>> Start DATA ROWS

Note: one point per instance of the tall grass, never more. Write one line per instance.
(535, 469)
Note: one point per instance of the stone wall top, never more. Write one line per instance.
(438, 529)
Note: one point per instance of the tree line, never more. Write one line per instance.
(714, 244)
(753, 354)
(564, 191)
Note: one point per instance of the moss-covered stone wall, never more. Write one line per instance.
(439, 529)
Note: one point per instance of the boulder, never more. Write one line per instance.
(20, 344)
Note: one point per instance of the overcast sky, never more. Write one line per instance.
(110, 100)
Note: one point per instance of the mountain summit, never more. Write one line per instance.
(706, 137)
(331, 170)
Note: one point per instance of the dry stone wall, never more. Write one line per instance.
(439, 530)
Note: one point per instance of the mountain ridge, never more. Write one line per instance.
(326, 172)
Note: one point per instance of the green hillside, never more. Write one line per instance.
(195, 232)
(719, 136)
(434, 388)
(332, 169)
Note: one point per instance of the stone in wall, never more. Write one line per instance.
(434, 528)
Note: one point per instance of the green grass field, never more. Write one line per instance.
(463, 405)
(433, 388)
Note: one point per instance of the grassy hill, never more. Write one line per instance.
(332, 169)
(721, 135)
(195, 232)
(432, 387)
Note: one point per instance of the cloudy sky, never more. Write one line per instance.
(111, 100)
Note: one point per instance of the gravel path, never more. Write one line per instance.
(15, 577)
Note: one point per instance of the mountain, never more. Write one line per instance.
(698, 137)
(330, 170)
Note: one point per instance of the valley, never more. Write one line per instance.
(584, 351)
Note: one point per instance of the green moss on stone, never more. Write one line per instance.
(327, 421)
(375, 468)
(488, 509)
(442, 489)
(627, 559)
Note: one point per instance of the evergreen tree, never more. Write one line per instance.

>> End DATA ROWS

Starting with the line that contains "Note: one point per instance of the moss-covered" and going on through the end of the items, write out every line again, requests included, with each coordinate in the answers shifted by -67. Leave out all lines before that point.

## COMPLETED TASK:
Note: one point per instance of the moss-covered stone wall, never more. Write one line per instance.
(372, 462)
Note: one point per instance of the boulder, never more. Write one line per instance.
(-47, 277)
Note: one point per instance of the overcast sky, never more. Write one line per instance.
(43, 33)
Note: one point per instance of the mountain summit, never more. Write one line per instance.
(639, 70)
(264, 103)
Note: one point per instance of the dry stone wall, never more. Write one line per instance.
(372, 463)
Note: one point per instance of the mountain ridge, never more. Write one line per instance.
(259, 105)
Note: one point per instance of the green hillside, never more. Write one line per instance.
(128, 165)
(652, 69)
(367, 321)
(265, 102)
Note: one point per instance of the stone in wall, never more. Write one line per instance.
(367, 461)
Note: one point per instance of the green grass field, never more. Write one line per instance.
(396, 338)
(366, 321)
Note: one point per instance of the grassy hill, never more. Write one line per instance.
(265, 102)
(654, 68)
(128, 165)
(365, 320)
Note: one point per instance of the cloudy sky, never more. Write one line per instance.
(44, 33)
Note: one point per instance of the gravel path, never more. Write one line per instance.
(-52, 510)
Note: one point per instance of the mountain, never more. Write one line per instance.
(631, 70)
(263, 103)
Note: one point per instance of the valley, never more. Write one line per instance.
(517, 284)
Note: one point per instance of the green moss on stone, never more. Write one line per instance.
(260, 354)
(308, 401)
(421, 442)
(375, 422)
(560, 492)
Note: one point per instance of the evergreen tree, never more. Write one line per instance.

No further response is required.